> **Problems and tasks**
a – Can you retype the passage of the SAS-to-Snowflake migration text starting at "1,200-macro library fully" and ending at "SAS macro catalog."?
b – How would the text on the SAS-to-Snowflake migration continue? Write what comes next after its last sentence.

> **Text for analysis**
□ □ □ □ □ □ □

Key Migration Highlights
3,100 SAS programs converted: The complete clinical, commercial, and pharmacovigilance SAS estate migrated in 12 months across six domain-based waves.
2.8 million lines of SAS code: MigryX processed 2.8M LOC spanning SAS/BASE, SAS/STAT, SAS/GRAPH, SAS/ETS, and SAS macro language — all with an 86% fully automated conversion rate.
1,200-macro library fully migrated: Every macro in the organization's 18-year macro library was converted, documented, and validated before decommissioning the SAS macro catalog.
FDA-traceable validation on 100% of programs: Machine-generated Validation Summary Reports were produced for all 3,100 programs, reviewed and approved by the biostatistics QA team, and archived in the company's regulatory document management system.
SAS Grid decommissioned on schedule: The 24-node on-premise SAS Grid was powered down at month 13, recovering significant data center floor space and infrastructure maintenance costs.
Zero regulatory submission delays: Three NDA submissions scheduled during the migration were completed on time using migrated Snowflake programs, with validation evidence that met the organization's regulatory affairs requirements.

Security & Compliance

The pharmaceutical company operates under FDA 21 CFR Part 11 (electronic records and signatures), ICH E6(R2) Good Clinical Practice guidelines, GDPR for European patient data, and HIPAA for US clinical data. Each of these frameworks imposed specific requirements on the migrated Snowflake environment that MigryX addressed systematically during the migration design phase.

For 21 CFR Part 11 compliance, Snowflake's audit trail capabilities were configured to log all data access, modification, and deletion events to an immutable Snowflake event table. User authentication was enforced via SAML SSO with MFA, and Snowflake's time-travel and fail-safe features were configured to retain a full 90-day history of all clinical data tables, enabling reconstruction of any analytical dataset to the exact state used in an NDA submission. Snowflake's column-level security was used to enforce data access segregation by study, therapeutic area, and regulatory region.

Patient data de-identification was implemented using Snowflake Dynamic Data Masking policies, ensuring that production patient identifiers are never exposed to analytical processing environments. Tokenized patient IDs, derived during the SDTM build process, flow through all downstream ADaM and TLF pipelines without ever re-exposing the original source identifiers. The organization's data governance team reviewed and approved the full access control matrix before the first production wave was promoted.

□ □ □ □ □ □ □

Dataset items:

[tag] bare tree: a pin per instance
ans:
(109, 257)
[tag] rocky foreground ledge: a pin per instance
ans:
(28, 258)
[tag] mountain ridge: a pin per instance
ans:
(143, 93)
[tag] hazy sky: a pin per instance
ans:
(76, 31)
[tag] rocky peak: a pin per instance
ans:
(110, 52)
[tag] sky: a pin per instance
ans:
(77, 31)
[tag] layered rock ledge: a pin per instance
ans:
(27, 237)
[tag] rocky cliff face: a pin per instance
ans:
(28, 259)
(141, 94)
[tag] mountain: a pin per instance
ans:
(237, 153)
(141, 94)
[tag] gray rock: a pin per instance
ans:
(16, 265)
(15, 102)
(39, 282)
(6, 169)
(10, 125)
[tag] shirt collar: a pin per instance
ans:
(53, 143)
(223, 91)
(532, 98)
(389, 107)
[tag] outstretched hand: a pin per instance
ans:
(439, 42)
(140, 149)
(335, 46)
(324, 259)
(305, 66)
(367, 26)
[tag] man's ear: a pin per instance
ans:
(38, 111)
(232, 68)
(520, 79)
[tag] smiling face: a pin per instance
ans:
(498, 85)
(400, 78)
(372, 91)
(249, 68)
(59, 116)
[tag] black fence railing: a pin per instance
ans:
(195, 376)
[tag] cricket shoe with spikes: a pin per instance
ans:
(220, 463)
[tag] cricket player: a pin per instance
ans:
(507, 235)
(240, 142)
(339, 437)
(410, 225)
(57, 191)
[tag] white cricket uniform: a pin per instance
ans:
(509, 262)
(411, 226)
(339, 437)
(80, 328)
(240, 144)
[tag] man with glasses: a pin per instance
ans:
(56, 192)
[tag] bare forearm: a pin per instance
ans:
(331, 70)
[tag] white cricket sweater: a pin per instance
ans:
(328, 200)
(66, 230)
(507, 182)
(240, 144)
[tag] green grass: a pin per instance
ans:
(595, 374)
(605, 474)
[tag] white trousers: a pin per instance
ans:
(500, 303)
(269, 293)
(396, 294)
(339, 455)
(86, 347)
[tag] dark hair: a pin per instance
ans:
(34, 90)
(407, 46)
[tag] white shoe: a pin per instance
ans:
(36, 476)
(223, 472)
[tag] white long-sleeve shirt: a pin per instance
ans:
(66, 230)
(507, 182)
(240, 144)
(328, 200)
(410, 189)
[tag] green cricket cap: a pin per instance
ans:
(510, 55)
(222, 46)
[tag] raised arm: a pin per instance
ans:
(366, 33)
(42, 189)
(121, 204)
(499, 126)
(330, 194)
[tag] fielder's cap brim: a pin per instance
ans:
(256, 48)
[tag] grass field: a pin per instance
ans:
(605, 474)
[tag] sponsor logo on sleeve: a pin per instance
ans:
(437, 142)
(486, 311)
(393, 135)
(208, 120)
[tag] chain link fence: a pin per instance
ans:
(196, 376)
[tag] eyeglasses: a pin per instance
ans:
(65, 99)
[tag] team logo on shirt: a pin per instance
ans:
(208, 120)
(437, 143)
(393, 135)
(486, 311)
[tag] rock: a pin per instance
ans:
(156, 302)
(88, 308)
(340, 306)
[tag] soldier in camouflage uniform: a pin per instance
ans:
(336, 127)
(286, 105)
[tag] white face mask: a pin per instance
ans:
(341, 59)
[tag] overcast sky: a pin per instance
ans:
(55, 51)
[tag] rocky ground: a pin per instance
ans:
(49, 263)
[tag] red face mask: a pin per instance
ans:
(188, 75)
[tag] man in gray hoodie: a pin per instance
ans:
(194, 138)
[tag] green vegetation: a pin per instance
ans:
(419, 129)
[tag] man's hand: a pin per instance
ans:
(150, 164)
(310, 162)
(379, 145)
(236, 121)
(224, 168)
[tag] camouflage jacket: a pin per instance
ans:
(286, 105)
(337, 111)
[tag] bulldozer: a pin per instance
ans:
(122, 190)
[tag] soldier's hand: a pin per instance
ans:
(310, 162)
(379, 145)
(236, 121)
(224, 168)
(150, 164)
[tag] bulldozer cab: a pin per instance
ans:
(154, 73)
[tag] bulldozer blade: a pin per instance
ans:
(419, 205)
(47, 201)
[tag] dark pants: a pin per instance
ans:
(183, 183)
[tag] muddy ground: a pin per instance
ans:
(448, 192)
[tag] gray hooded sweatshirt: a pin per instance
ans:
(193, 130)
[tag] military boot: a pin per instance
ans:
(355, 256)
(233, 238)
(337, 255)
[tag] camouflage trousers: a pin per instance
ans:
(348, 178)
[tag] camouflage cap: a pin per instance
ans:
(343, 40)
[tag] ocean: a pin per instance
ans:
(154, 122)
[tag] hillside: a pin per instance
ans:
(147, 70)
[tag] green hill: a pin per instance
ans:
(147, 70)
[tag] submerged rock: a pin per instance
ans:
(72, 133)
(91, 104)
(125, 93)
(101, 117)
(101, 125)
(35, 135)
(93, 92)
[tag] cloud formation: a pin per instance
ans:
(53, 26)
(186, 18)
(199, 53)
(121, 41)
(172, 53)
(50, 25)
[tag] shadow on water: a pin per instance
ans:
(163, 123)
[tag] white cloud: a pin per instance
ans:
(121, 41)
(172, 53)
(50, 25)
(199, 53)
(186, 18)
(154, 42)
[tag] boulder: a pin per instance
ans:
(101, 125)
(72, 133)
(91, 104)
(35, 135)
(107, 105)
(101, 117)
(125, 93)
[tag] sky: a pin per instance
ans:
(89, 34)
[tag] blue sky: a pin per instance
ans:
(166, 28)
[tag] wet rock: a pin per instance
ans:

□ □ □ □ □ □ □

> **Results of the tasks**
a –
1,200-macro library fully migrated: Every macro in the organization's 18-year macro library was converted, documented, and validated before decommissioning the SAS macro catalog.

b –
Results & Business Impact

Measured over the six months following completion of the final migration wave, the following outcomes were documented and reviewed by the organization's executive technology steering committee:

3,100

SAS Programs Migrated

2.8M

Lines of Code Converted

Pipeline Performance Improvement

$6.8M

Savings Over 3 Years

86%

Automated Conversion Rate

12 mo

Total Migration Duration

The 7X performance improvement had concrete clinical implications. The end-of-study statistical analysis package for a pivotal Phase III oncology trial, which previously required 19 hours of SAS Grid processing, now completes in under 3 hours on Snowflake. This acceleration compresses the critical path between database lock and NDA submission by days — days that have direct value when the submission deadline is driven by FDA PDUFA dates. The pharmacovigilance signal detection pipeline, which aggregates adverse event data from multiple global safety databases, now runs every 4 hours versus its previous 48-hour batch cycle, giving the drug safety team substantially earlier visibility into emerging safety signals.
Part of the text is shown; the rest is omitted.